▶ _Exercise instructions_:
How many lines of the listing below contain the word "road"? Tally them and give only the number.

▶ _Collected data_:
# # # #
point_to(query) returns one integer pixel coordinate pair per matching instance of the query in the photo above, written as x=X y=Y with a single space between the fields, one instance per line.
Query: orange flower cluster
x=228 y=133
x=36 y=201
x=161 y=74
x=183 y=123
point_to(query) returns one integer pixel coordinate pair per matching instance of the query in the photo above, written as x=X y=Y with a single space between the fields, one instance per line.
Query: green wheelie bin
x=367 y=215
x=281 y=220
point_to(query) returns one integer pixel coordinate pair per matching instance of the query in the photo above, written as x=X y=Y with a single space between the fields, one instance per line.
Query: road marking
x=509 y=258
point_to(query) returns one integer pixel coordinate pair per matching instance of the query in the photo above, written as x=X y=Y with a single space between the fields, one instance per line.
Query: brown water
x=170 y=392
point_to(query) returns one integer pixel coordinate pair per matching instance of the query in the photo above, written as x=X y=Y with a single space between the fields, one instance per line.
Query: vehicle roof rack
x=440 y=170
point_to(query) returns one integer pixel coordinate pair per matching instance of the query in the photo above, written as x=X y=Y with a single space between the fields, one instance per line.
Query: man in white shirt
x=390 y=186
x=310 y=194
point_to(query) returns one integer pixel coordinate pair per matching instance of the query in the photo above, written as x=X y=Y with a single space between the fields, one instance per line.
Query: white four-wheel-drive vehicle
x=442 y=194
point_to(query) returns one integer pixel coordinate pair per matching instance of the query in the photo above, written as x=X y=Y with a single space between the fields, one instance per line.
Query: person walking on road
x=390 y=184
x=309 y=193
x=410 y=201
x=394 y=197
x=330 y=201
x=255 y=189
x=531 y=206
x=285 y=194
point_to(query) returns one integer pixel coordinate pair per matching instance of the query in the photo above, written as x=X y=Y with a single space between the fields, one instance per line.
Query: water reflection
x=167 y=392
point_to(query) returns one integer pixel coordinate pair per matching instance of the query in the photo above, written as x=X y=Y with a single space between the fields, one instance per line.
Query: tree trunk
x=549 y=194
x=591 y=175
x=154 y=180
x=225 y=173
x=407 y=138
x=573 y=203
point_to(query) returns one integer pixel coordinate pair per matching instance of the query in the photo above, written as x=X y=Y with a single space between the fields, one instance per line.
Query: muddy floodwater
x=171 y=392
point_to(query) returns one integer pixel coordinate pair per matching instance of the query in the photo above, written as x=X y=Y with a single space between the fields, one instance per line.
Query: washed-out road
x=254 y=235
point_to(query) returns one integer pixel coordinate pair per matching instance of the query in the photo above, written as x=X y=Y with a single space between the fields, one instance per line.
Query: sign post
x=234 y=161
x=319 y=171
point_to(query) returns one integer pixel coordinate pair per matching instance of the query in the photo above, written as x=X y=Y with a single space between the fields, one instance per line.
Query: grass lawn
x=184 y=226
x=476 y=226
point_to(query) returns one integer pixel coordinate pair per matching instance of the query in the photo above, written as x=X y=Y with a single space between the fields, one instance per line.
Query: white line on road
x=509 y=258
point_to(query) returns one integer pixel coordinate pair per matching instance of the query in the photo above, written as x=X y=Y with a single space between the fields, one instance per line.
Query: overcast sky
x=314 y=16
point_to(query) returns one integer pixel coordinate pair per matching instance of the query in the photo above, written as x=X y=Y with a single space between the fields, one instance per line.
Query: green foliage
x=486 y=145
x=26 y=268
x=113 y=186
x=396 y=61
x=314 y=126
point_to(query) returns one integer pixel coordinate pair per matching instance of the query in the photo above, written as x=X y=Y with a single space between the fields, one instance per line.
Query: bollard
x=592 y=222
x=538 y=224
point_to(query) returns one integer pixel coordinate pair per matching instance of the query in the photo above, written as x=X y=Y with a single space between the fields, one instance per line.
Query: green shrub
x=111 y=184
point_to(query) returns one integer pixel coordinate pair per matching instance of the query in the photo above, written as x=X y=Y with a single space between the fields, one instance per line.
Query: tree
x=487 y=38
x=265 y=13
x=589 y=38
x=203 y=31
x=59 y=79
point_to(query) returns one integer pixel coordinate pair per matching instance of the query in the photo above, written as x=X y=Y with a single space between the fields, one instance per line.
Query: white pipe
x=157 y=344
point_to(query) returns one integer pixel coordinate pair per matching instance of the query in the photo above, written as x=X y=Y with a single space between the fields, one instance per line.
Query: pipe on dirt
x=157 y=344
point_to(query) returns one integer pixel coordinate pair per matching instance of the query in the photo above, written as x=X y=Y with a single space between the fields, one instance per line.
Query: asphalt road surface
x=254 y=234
# # # #
▶ _Answer for this exercise_:
5